- GIVEN EXERCISE -
Your task is to print every entry below exactly as given.

BEGIN EXTRACTED MATERIAL

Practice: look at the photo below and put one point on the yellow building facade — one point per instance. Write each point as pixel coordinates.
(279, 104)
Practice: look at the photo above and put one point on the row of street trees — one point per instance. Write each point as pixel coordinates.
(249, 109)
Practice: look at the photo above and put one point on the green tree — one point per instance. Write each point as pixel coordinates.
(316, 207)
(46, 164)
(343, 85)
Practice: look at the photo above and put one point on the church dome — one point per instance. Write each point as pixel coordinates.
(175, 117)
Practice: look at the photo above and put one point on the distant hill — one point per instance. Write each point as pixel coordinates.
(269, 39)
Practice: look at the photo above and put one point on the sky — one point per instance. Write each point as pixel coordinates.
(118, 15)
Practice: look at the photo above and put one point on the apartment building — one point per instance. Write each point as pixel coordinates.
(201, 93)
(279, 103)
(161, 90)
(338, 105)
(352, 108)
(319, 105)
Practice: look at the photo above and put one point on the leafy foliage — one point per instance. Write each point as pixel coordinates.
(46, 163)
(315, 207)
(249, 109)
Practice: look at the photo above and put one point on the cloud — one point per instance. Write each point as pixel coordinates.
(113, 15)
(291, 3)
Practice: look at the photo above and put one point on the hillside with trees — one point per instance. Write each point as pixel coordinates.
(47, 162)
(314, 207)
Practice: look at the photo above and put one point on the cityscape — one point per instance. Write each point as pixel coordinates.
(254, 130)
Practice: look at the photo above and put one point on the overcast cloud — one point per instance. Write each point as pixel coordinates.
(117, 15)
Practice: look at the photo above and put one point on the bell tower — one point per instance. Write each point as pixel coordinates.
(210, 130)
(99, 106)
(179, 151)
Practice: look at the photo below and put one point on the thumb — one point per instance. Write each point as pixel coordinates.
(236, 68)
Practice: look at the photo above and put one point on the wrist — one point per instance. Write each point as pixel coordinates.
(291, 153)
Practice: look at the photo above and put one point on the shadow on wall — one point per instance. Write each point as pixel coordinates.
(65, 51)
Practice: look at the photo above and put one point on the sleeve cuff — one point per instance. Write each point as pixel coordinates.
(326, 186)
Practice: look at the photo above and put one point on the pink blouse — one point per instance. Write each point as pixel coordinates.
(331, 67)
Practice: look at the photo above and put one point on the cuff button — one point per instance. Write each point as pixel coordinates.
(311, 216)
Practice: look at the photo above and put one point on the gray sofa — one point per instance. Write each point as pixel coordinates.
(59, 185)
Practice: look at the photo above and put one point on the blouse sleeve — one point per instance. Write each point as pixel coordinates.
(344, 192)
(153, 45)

END EXTRACTED MATERIAL

- RESPONSE FOR THIS EXERCISE -
Practice: look at the photo below and put one point on the yellow building facade — one point per instance. Write each point as pixel coordinates.
(279, 104)
Practice: look at the photo above and put one point on the row of street trees — one point per instance. Write each point as pixel coordinates.
(249, 109)
Practice: look at the photo above and put one point on the green tree — one point per instance. Write each point as pixel coordinates.
(316, 207)
(46, 164)
(343, 85)
Practice: look at the photo above and put one point on the church dome — one point per instance. Write each point as pixel coordinates.
(175, 117)
Practice: look at the photo above and put one point on the distant hill — one point per instance. Write each point as pixel coordinates.
(269, 39)
Practice: look at the photo above and put one point on the sky — one point per instance. Write each point as pixel coordinates.
(118, 15)
Practice: look at the photo above and put one point on the apartment building — one point per instance. Write each point as pixel coordinates.
(201, 93)
(279, 103)
(161, 90)
(338, 105)
(352, 108)
(319, 105)
Practice: look at the photo above and put one point on the leafy foliage — one point per instance. Write each point as pixel coordinates.
(46, 163)
(315, 207)
(249, 109)
Practice: look at the photo above and put one point on the cloud — one point per instance. Write each point as pixel coordinates.
(113, 15)
(291, 3)
Practice: look at the photo above and put one point on the hillside with trees — one point per instance. Write each point as pixel coordinates.
(47, 162)
(314, 207)
Practice: look at the photo above and put one point on the cityscape — one point per instance. Write each point as pixel coordinates.
(254, 130)
Practice: look at the photo above and put one point on the overcast cloud — one point per instance. Write each point as pixel coordinates.
(117, 15)
Practice: look at the photo above and put one point on the bell tower — one point per instance. Write each point as pixel coordinates.
(210, 130)
(99, 106)
(179, 151)
Practice: look at the photo below and put one point on the thumb — one point per instance. Write each point as pixel coordinates.
(236, 68)
Practice: look at the photo above and put one point on the wrist — one point per instance. Write each point as pixel coordinates.
(291, 153)
Practice: look at the photo above and put one point on the shadow on wall — one point per instance. Write each point as pixel coordinates.
(65, 51)
Practice: look at the photo above and put one point on the sleeve cuff — one point per instance. Write each point as pixel coordinates.
(326, 186)
Practice: look at the photo above and put one point on the pink blouse — one point per instance. Write each point as pixel coordinates.
(331, 67)
Practice: look at the photo above and put one point on the cuff button — one point per instance. Write each point as pixel coordinates.
(311, 216)
Practice: look at the photo above and put one point on the gray sofa — one point per instance. Write each point as pixel coordinates.
(59, 185)
Practice: look at the photo above and put one point on the blouse sleeve — one point per instance. Write each point as pixel coordinates.
(344, 192)
(153, 45)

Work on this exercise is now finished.